* **YOUR TASK**
Pictures aside, write every record out again word for word.

* **DATA PROVIDED**
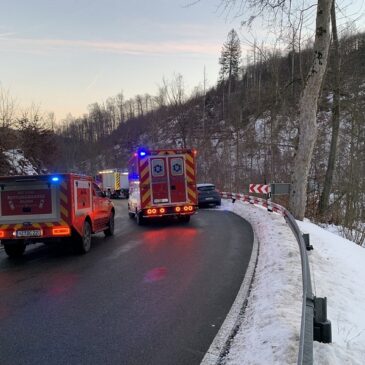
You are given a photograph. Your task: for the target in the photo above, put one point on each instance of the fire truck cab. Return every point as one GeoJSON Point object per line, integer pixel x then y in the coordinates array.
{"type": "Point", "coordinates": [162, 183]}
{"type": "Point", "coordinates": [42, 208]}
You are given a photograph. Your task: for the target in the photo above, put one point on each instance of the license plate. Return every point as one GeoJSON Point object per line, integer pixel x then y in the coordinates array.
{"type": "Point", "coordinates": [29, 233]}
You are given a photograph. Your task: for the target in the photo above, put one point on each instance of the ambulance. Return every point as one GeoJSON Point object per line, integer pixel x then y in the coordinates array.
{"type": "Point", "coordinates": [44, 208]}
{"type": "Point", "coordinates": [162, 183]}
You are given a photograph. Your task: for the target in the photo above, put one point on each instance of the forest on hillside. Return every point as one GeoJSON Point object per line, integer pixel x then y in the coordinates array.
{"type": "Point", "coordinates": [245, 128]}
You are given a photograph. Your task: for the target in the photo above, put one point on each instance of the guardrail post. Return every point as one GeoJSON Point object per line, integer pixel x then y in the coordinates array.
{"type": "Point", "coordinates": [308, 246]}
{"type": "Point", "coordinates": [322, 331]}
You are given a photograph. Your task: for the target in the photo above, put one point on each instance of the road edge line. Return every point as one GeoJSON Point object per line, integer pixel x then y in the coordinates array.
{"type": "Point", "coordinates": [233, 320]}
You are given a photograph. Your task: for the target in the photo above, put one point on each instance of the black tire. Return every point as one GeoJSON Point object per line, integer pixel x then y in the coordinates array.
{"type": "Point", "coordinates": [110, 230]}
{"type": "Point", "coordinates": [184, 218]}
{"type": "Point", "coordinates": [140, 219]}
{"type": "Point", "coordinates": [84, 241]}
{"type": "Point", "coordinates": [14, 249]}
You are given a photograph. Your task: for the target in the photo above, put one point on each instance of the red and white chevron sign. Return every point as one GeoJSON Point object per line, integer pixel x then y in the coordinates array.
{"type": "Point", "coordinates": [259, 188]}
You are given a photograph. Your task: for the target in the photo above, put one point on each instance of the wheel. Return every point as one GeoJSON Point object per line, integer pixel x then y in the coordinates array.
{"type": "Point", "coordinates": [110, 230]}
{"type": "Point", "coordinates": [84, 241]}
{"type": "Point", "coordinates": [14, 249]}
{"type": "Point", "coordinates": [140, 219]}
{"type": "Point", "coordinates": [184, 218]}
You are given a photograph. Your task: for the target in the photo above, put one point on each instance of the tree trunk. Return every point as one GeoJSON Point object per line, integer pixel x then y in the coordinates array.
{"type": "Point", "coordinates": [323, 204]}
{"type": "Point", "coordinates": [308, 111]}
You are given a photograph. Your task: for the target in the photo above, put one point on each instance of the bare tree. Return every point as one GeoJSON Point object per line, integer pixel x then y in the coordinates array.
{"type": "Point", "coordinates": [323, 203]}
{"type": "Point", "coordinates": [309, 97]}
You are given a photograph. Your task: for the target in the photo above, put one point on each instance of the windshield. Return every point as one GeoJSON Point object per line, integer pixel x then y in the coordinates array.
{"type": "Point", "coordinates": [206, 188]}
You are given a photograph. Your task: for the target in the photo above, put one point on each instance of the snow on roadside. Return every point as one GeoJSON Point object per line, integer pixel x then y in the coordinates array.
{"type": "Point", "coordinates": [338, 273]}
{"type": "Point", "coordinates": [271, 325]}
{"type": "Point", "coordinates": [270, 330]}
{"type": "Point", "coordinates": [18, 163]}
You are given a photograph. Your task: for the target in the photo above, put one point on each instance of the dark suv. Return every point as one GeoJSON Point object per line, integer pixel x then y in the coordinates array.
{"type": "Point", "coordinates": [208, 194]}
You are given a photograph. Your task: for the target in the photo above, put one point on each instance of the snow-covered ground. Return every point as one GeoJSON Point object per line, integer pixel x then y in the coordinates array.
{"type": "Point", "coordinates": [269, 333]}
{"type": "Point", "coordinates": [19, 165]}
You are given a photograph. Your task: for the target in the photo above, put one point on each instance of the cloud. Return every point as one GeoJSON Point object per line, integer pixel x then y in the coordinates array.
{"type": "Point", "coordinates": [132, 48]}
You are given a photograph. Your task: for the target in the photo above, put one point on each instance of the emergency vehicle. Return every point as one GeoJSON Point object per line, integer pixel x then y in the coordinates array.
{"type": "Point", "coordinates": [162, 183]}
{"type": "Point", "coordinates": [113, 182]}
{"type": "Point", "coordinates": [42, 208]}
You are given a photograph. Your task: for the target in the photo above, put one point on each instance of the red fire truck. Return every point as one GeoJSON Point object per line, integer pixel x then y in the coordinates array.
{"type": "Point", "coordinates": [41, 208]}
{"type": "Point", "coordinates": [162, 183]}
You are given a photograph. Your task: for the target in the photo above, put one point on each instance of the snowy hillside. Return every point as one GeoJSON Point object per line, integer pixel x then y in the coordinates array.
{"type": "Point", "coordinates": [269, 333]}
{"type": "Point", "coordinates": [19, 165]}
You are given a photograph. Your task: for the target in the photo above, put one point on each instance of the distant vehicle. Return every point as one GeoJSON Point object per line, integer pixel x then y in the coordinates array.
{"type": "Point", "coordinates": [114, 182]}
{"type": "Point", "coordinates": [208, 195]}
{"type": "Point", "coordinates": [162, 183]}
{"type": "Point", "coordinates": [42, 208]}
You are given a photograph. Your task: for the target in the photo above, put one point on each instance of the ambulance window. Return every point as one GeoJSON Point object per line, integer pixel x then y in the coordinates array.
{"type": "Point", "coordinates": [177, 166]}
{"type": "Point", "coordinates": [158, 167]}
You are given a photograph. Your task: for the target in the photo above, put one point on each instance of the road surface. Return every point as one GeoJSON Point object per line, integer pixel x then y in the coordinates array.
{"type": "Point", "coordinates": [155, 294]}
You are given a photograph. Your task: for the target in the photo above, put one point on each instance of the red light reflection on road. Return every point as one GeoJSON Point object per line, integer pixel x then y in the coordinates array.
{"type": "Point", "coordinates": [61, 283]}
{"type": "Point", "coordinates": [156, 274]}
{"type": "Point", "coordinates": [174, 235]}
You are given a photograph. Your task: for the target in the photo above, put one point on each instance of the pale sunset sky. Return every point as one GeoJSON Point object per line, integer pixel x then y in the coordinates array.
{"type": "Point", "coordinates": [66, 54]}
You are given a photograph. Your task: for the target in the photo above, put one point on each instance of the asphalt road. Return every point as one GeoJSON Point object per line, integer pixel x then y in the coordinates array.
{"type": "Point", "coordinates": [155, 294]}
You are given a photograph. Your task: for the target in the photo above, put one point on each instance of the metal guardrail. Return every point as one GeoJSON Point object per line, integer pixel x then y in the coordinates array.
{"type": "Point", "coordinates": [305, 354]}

* **EXPECTED ANSWER**
You are given a photograph. Your task: for the target in the photo above, put one point on each instance of the fire truck cab. Return every point as one GeoJSON Point object per line, integer pixel x then y in the coordinates array.
{"type": "Point", "coordinates": [162, 183]}
{"type": "Point", "coordinates": [42, 208]}
You are given a photograph. Your task: for the target in the photo above, put one point on each instance of the license plate. Return every point as one GeoJSON Point object per line, integer pixel x then y in the coordinates array.
{"type": "Point", "coordinates": [29, 233]}
You are given a photograph. Your task: for the target in the photo above, put one point on each instance of the ambulance. Return every point as one GeoJSON Point object per line, integer pixel x then y in the coordinates array.
{"type": "Point", "coordinates": [44, 208]}
{"type": "Point", "coordinates": [162, 183]}
You are given a photograph. Your task: for the target in the photo above, put one point on each instance of the forest on hillside. Return every point as one GeoJSON Point object per line, integer pixel x then y in the coordinates array.
{"type": "Point", "coordinates": [245, 128]}
You are given a photograph. Your task: for the target in the photo above, put one point on each instance of the guardrail post. Return every point as one GeoJSON Point object per line, integer pixel x then y in the coordinates array.
{"type": "Point", "coordinates": [308, 246]}
{"type": "Point", "coordinates": [322, 331]}
You are given a photograph. Your task: for the target in the photo above, put one point on each instance of the road edge line. Return every point as one GeoJSON Point object per line, integer pixel x then y in the coordinates array.
{"type": "Point", "coordinates": [233, 320]}
You are given a photograph. Your task: for the target in the photo above, put one point on each instance of the black tire. Return every point as one GeoJSON Point object per line, integer pixel x then y in the coordinates array.
{"type": "Point", "coordinates": [110, 230]}
{"type": "Point", "coordinates": [184, 218]}
{"type": "Point", "coordinates": [140, 219]}
{"type": "Point", "coordinates": [84, 241]}
{"type": "Point", "coordinates": [14, 249]}
You are given a photograph. Your task: for the target in the photo above, put one point on each instance of the red and white chevron sign. Return every point as one GeoJSON Point object per line, integer pixel x then y in the coordinates array.
{"type": "Point", "coordinates": [259, 188]}
You are given a photograph. Your task: for the target in the photo above, put one point on each instance of the wheel. Return every point as one GeoJSON Point object per line, integer pixel x then y in the coordinates array.
{"type": "Point", "coordinates": [110, 230]}
{"type": "Point", "coordinates": [84, 241]}
{"type": "Point", "coordinates": [14, 249]}
{"type": "Point", "coordinates": [140, 219]}
{"type": "Point", "coordinates": [184, 218]}
You are given a photograph. Your task: for the target in the photo above, put one point on each instance of the tree trunk. Return every point as one GeoJSON Point object per line, integer pixel x then y in the coordinates array.
{"type": "Point", "coordinates": [323, 204]}
{"type": "Point", "coordinates": [308, 111]}
You are given a photograph. Your task: for the target in the photo above, put one point on each instance of the bare tree. Return every point as one GeoJSON Point object per line, integer pixel x then y in the coordinates array.
{"type": "Point", "coordinates": [323, 203]}
{"type": "Point", "coordinates": [309, 97]}
You are given a photograph. Your task: for the target in the photo above, put one point on each instance of the windshield. Return every point as one GeoJSON Point object per line, integer pixel x then y in the coordinates array.
{"type": "Point", "coordinates": [206, 188]}
You are given a photograph. Your task: for the target in the photo above, put one point on each instance of the snow on roadside. Return every point as one GeoJSON Point object per line, integer pixel x then y in the coordinates array.
{"type": "Point", "coordinates": [338, 273]}
{"type": "Point", "coordinates": [271, 325]}
{"type": "Point", "coordinates": [270, 330]}
{"type": "Point", "coordinates": [18, 163]}
You are given a photograph. Your task: for the target in the photo above, put one point on each instance of the dark suv. Return every point as one GeoJSON Point object per line, integer pixel x then y in the coordinates array.
{"type": "Point", "coordinates": [208, 194]}
You are given a photograph. Your task: for the target in the photo above, put one point on each instance of the snow-covered ground. Return every point as one GeoJSON Point object per line, integer pixel x then y in the coordinates array.
{"type": "Point", "coordinates": [269, 333]}
{"type": "Point", "coordinates": [19, 165]}
You are given a photograph. Your task: for the target in the photo above, put one point on each instance of the cloud. Return every point as one GeoJSON Point object per line, integer pixel x then y in the coordinates array.
{"type": "Point", "coordinates": [132, 48]}
You are given a photograph. Your task: for the target in the photo above, put one point on each instance of the emergency vehicle. Return every point as one GeoJSON Point object per line, integer pixel x then y in the coordinates array.
{"type": "Point", "coordinates": [162, 183]}
{"type": "Point", "coordinates": [113, 182]}
{"type": "Point", "coordinates": [42, 208]}
You are given a photograph. Your task: for the target in the photo above, put one point on each instance of the red fire truck. Return every point as one GeoJSON Point object per line, integer pixel x then y in the coordinates array.
{"type": "Point", "coordinates": [41, 208]}
{"type": "Point", "coordinates": [162, 183]}
You are given a photograph. Your task: for the target in the photo above, put one point on each instance of the snowy hillside. Return every point as one GeoJSON Point object per line, integer pixel x then y in the coordinates array.
{"type": "Point", "coordinates": [269, 333]}
{"type": "Point", "coordinates": [19, 165]}
You are given a photograph. Your task: for the target in the photo above, put one point on each instance of the distant vehicle. Return every point as one GeoJSON Point object per line, integer pixel x then y in the coordinates array.
{"type": "Point", "coordinates": [114, 182]}
{"type": "Point", "coordinates": [208, 195]}
{"type": "Point", "coordinates": [162, 183]}
{"type": "Point", "coordinates": [42, 208]}
You are given a photograph. Your task: for the target in the photo above, put one point on each instance of the ambulance window. Return every point as one GeoJSON Point object per line, integer pixel x then y in the coordinates array.
{"type": "Point", "coordinates": [177, 166]}
{"type": "Point", "coordinates": [158, 167]}
You are given a photograph. Your task: for the target in the photo above, put one point on each instance of the road surface. Return every point as one GeoJSON Point object per line, integer pixel x then y in the coordinates array.
{"type": "Point", "coordinates": [155, 294]}
You are given a photograph. Your task: for the target in the photo above, put one point on each instance of the red light reflection on road. Return every point as one GeoJSON Point object per line, integer pixel x then y in the coordinates array.
{"type": "Point", "coordinates": [61, 283]}
{"type": "Point", "coordinates": [156, 274]}
{"type": "Point", "coordinates": [174, 235]}
You are given a photograph. Your task: for the target in the photo above, put one point on each instance of the pale sunset sky. Return every point as one GeoJSON Point object per line, integer pixel x then y in the coordinates array.
{"type": "Point", "coordinates": [66, 54]}
You are given a photograph. Your task: for the target in the photo above, put one point on each instance of the asphalt road. Return every point as one GeoJSON Point object per line, integer pixel x then y in the coordinates array.
{"type": "Point", "coordinates": [155, 294]}
You are given a photograph. Your task: for the target in the photo above, put one point on each instance of the metal guardrail. Return every point as one GeoJSON Point object per line, integer pixel x then y in the coordinates array.
{"type": "Point", "coordinates": [305, 354]}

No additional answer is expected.